* _The problem_:
Reproduce the lines below word for word, omitting the pictures from your answer.

[Position identification records]
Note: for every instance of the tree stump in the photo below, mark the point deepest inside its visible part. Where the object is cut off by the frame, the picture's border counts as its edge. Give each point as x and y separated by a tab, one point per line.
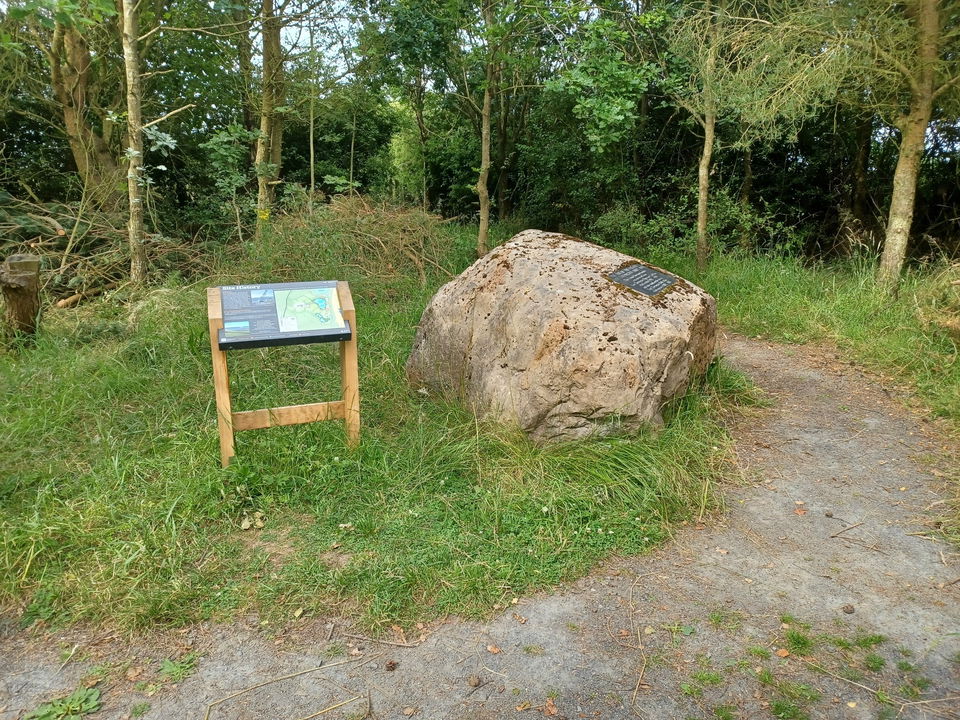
20	283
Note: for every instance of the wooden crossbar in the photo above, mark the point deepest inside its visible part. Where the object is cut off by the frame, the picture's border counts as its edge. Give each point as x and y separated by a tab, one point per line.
288	415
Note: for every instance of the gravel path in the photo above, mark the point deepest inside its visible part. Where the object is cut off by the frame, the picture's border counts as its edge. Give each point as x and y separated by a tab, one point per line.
819	593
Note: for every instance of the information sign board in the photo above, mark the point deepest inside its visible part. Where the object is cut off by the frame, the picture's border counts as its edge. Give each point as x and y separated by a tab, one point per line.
281	314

* _The reply_:
Note: for every instance of the tree stump in the photo below, mark the point deepest inside its visible part. Where the object is cut off by the frame, the picture's border counts as its edge. Give each point as x and y separated by a tab, one point per line.
20	283
Note: for every instance of the wooden crossbar in the photo above, mark the point deepest inside its visible part. Where the object is cut off by the frame, the picture's border counts as its edge. Give each point as x and y separated by a tab, one point per line.
288	415
Note: for every instance of the gravel path in the photo above, mark the point deepest inside its visible part. Where the object is cut off by the frame, the picture's border counts as its edge. Give each point as x and y separated by a tab, one point per line.
819	593
Note: for every instance of the information sign board in the photo above, mark the point deepest inside its visible part. Where the object is cut off by the frame, the picture's border counts as its edge. Give each point as x and y separated by a tab, one point per line.
281	314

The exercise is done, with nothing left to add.